**Provided passage**
= = = = =

Letters to the Editor

We welcome your opinions and letters – with name and address. We will edit when necessary. Include your name, address and phone number for verification. Mail them to Bay Weekly, P.O. Box 358, Deale, MD 20751 • E-mail them to [email protected]. or submit your letters on line, click here

Drawing a Line Between Reporting and Editorializing

Dear Bay Weekly:

While I appreciated Ben Miller’s interesting story on the history of the ships of Omega Protein’s menhaden fishery fleet [Still Serving After All These Years: Vol. vxi, No 7: Feb. 14], I did not appreciate Bay Weekly giving industry flak Ben Landry the opportunity to spout his deceit un-rebutted.

Time and again, Omega Protein and Mr. Landry continue to deny that their barbaric overharvesting practices are harming the fishery and the overall Bay ecosystem. In Virginia waters, the fleet uses purse seining, a ruthlessly “efficient” method of catching fish that has been banned in Maryland since the 1950s. The truth is, according to the National Marine Fisheries Service, the overall number of menhaden is near historic lows, and the population of young menhaden has been at an all-time low for more than a decade.

= = = = =

**Provided material**
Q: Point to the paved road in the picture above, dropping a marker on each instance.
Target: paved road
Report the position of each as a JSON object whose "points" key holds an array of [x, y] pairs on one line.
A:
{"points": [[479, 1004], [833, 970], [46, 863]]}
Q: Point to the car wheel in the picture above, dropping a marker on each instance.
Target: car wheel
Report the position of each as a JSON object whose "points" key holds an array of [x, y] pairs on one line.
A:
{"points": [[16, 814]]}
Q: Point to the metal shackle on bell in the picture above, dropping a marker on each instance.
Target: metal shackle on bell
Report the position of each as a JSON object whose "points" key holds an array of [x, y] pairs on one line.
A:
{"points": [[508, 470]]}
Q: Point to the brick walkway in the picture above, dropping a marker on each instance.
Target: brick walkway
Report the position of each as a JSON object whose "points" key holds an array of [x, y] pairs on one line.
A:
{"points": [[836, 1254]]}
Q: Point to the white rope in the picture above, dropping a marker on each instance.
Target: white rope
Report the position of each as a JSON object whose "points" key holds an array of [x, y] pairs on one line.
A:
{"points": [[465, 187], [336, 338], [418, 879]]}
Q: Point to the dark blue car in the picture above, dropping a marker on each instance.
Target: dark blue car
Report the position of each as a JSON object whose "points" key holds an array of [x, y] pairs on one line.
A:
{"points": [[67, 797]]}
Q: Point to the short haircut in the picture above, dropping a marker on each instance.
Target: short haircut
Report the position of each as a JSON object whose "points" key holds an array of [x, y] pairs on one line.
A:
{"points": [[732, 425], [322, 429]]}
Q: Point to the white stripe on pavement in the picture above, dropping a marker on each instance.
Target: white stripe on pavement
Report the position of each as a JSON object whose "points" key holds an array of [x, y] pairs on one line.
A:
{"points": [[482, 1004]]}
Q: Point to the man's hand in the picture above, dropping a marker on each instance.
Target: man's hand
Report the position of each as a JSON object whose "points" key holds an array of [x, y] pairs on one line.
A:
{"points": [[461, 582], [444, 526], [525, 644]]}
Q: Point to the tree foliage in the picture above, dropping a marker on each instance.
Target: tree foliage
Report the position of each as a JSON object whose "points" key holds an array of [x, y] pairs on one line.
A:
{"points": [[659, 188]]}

= = = = =

**Work instructions**
A) Please answer these about the letters page:
(i) What P.O. Box number is given for mailing letters?
(ii) Who wrote the story on the history of the menhaden fleet's ships?
(iii) Since when has purse seining been banned in Maryland?
B) Swap "flak" for "spokesman" in the letters page, giving the part starting at "Letters to the" and ending at "his deceit un-rebutted.".

**Your written answers**
A)
(i) 358
(ii) Ben Miller
(iii) Since the 1950s

B)
Letters to the Editor

We welcome your opinions and letters – with name and address. We will edit when necessary. Include your name, address and phone number for verification. Mail them to Bay Weekly, P.O. Box 358, Deale, MD 20751 • E-mail them to [email protected]. or submit your letters on line, click here

Drawing a Line Between Reporting and Editorializing

Dear Bay Weekly:

While I appreciated Ben Miller’s interesting story on the history of the ships of Omega Protein’s menhaden fishery fleet [Still Serving After All These Years: Vol. vxi, No 7: Feb. 14], I did not appreciate Bay Weekly giving industry spokesman Ben Landry the opportunity to spout his deceit un-rebutted.